* BEGIN Records provided *

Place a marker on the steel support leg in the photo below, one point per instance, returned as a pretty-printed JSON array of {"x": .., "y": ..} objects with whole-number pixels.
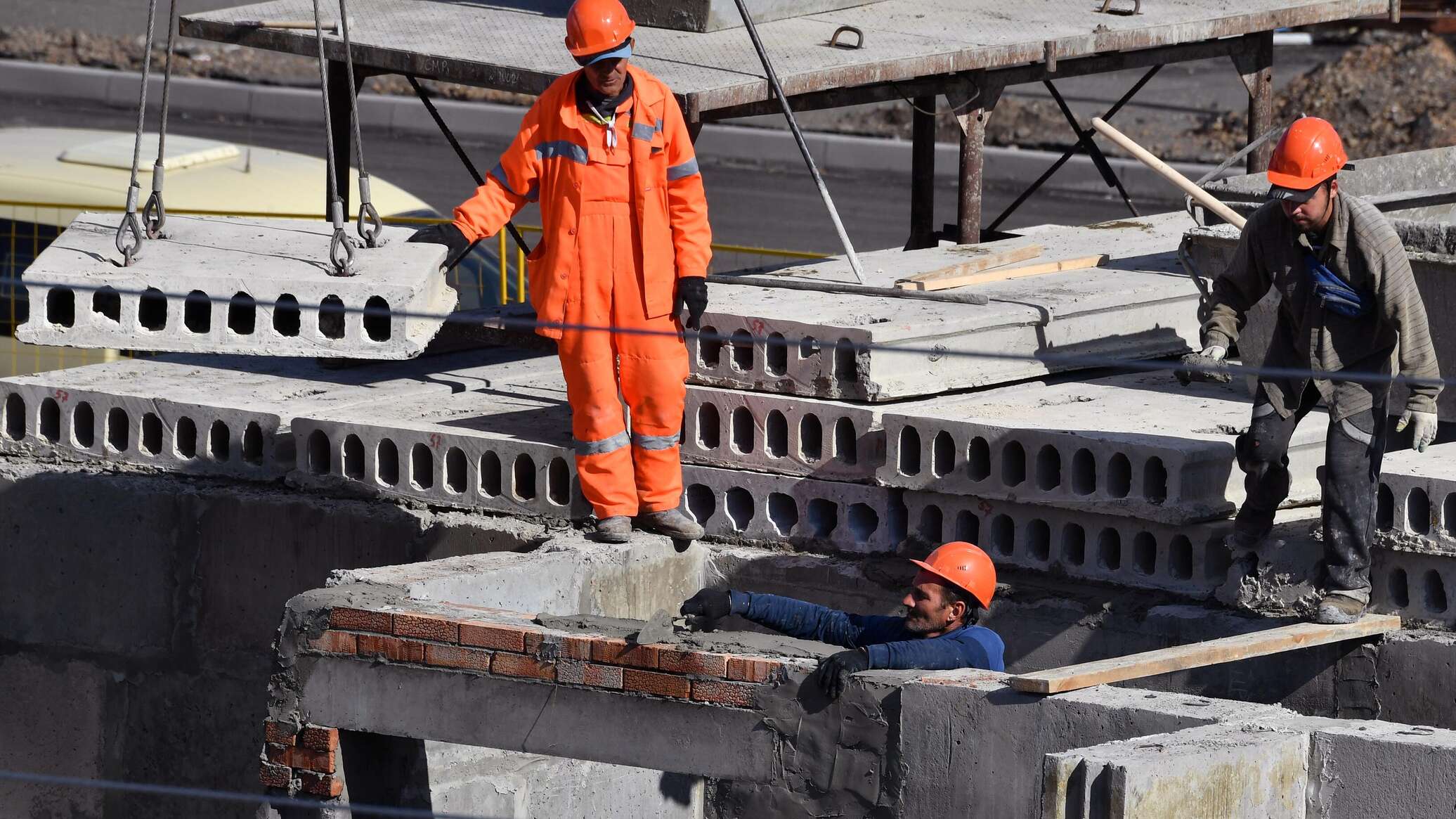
[
  {"x": 922, "y": 174},
  {"x": 1256, "y": 67}
]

* END Records provided *

## Goal
Copy the records above line for line, leaving out the pictures.

## Task result
Place a marker on the steel support leg in the photo below, one point per instance, returned as a pretty-printed JSON array of {"x": .., "y": ..} objects with whole-number pixels.
[
  {"x": 922, "y": 174},
  {"x": 1256, "y": 67}
]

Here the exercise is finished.